• [Textauszug]
■ ■ ■
# MMC Card



## Anonymous (15 Oktober 2005)

Hallo SPS Forum

Ich habe mich vor einem halben Jahr mal mit den MMC Cards von Siemens beschäftigt und dabei ist folgendes MMC Card Tool Entstanden. Für alle, die jetzt schon aufschreien: Alter Hut, bitte weiter lesen (Für alle, die mit mir oder meiner Person ein Problem haben, nicht weiter lesen  

Das Tool liegt im VB6 Quellcode vor.
(und zwar nur im VB6 Code, keine EXE und so)
Gängige Tools, die es im Netz gibt, können folgendes nicht: 
Anzeigen des SPS Programms das auf der karte ist (FC, DB, usw.)
Die gelesene Karte als Simatic Memory File Speichern.(mit Einschränkung) 

Download: http://rothenbacher.dyndns.org/download/hdd4.zip

Jetzt zu dem was die SPS User beschäftigt, nämlich die frage, ob man normale Karten dazu bewegen kann, in einer S7 ihren Dienst zu verrichten.
Meiner Meinung nach Ja.
Und zwar aus folgenden Gründen:
Alle gängigen Tools aus dem Netz lassen beim Erzeugen der binär Datei am Anfang und am 
Ende einiges weg.
Die Tools erzeugen einen binär File mit 1,3 MB, die Simatic Karten sind aber 16MB groß (von Infineon), egal wie groß die Angabe von Siemens ist 64k, 128k, 512k usw.
Die Tools lesen die Simatic Card erst ab dem Byte 512, alles was davor steht lesen sie nicht.
Das sind aber alles Ergebnisse, die ich durch Testen und Ausprobieren gemacht habe. Es ist nicht gesagt, dass ich Recht habe. Ich habe so manche Karte geschrottet und habe es trotzdem nicht mit einer MMC Karte vom Media Markt geschafft, das Ding zum laufen zu bringen. Aber das lag, glaube ich, daran das ich keine 16MB karte habe und man so einfach auch keine mehr kaufen kann. Eine Kopie von Siemens Karte zu Siemens Karte funktioniert und eine FAT Formatierte Siemens Karte kann man damit auch retten. Vielleicht macht sich einer ja die Mühe und baut 1. an meinem Code wieder rum. Ich habe die Anzahl zu lesender Bytes im Code wieder kleiner gemacht (aus Zeit Gründen), sonst dauert das Einlesen ewig. 2. er hat eine 16MB MMC Karte. Und 3. er hat viel Zeit.
■ ■ ■
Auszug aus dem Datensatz
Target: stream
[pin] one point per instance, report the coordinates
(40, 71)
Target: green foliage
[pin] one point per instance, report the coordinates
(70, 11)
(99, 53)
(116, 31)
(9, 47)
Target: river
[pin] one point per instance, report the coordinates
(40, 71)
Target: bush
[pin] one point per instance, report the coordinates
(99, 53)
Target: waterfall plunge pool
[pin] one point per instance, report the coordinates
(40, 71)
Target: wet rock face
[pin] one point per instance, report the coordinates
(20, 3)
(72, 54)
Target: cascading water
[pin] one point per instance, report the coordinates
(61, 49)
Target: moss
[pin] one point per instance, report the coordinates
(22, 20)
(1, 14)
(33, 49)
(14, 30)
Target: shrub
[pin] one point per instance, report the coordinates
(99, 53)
■ ■ ■
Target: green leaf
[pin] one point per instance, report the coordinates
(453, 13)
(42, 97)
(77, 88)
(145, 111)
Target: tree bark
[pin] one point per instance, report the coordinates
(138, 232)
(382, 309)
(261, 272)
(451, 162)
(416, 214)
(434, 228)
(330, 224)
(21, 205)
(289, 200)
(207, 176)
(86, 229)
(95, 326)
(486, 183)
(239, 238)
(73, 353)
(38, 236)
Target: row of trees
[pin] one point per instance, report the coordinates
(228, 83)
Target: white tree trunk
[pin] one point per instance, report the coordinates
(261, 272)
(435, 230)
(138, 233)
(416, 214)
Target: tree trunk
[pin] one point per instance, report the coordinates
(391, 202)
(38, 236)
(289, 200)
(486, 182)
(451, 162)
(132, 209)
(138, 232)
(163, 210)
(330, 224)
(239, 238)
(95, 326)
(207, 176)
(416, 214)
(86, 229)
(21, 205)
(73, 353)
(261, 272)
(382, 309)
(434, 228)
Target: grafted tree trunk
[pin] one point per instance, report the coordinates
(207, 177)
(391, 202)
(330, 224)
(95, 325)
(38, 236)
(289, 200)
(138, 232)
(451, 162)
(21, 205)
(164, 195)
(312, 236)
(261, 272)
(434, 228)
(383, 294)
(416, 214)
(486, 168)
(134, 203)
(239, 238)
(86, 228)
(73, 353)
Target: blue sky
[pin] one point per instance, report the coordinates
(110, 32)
■ ■ ■
• [Aufgaben]
1. Ab welchem Byte lesen die gängigen Tools laut dem Forenbeitrag über MMC-Karten eine Simatic-Karte?
2. Nenne alle drei nummerierten Punkte, die der Forenbeitrag über MMC-Karten für jemanden aufzählt, der sich die Mühe machen will.
3. Schreibe den Forenbeitrag über MMC-Karten im Anschluss an seinen letzten Satz weiter.
Die Daten stehen für sich und gehören nicht zum Forenbeitrag.

• [Lösungen]
1. Ab Byte 512.

2.
1. Er baut am Code des Verfassers weiter.
2. Er hat eine 16-MB-MMC-Karte.
3. Er hat viel Zeit.

3.
Aber jetzt noch kurz zu dem, was ich eigentlich damit vorhabe. Oder besser, das, was ich vielleicht daraus noch mache. Es wäre möglich, ein Tool zu entwickeln, das die Startwerte in einem DB ändert. Dann könnte man das Tool auch wirklich verwenden und man könnte dafür auch sicherlich Geld verlangen, da die Kunden ja kein Programmierkabel oder Step7 brauchen um z.B. Zeiten zu ändern. Vielleicht ist es sogar möglich, SPS Code auf der Karte zu speichern, der nicht mit Step7 aus dem AG zu laden ist und auch nicht angezeigt wird. Damit könnte man vielleicht endlich einen vernünftigen Lizenzschlüssel für FCs entwickeln (denn Baustein Schutz und CPU Passwort kann beides umgangen werden).
Also Viel Spaß beim Ausprobieren und Testen.
Noch was: Ich habe mir beim Testen mein C platte mit einem Image einer MMC karte überschreiben. Danach läuft der PC nicht mehr. Das muss also nicht mehr getestet werden.  

Schöne Grüsse
Andi

S. Rothenbacher GmbH
http://www.rothenbacher-gmbh.de
andi@rothenbacher-gmbh.de


----------



## Zottel (15 Oktober 2005)

Ich vermute auch, daß eine normale Karte die Siemens-Karten ersetzen könnte. Ich habe aber keine solchen Karten zum Testen. Ich würde es immer auf einem Linux-Rechner versuchen. Das tool "dd" liest den Inhalt von einem physikalischen Gerät ein und kann es auch genauso zurückspielen, einschließlich aller Strukturen und ohne sich an einer "abartigen" Formatierung zu stören.


----------



## Anonymous (15 Oktober 2005)

*MMC*

Ich schicke dir gerne eine Siemenskarte und Kartenleser zu, aber man braucht eine 16mb Karte zum Testen. Mit größeren Karten habe ich echt alles durch, ich vermute das das S7 AG die Größe der Karte prüft, denn wenn ich eine Karte mit 32mb mit dem Image einer Siemens 64k Karte beschreibe und darauf achte, dass wirklich alles von Anfang bis Ende drauf ist reagiert das AG erst nach einigen Sekunden mit einem Hardware Fehler.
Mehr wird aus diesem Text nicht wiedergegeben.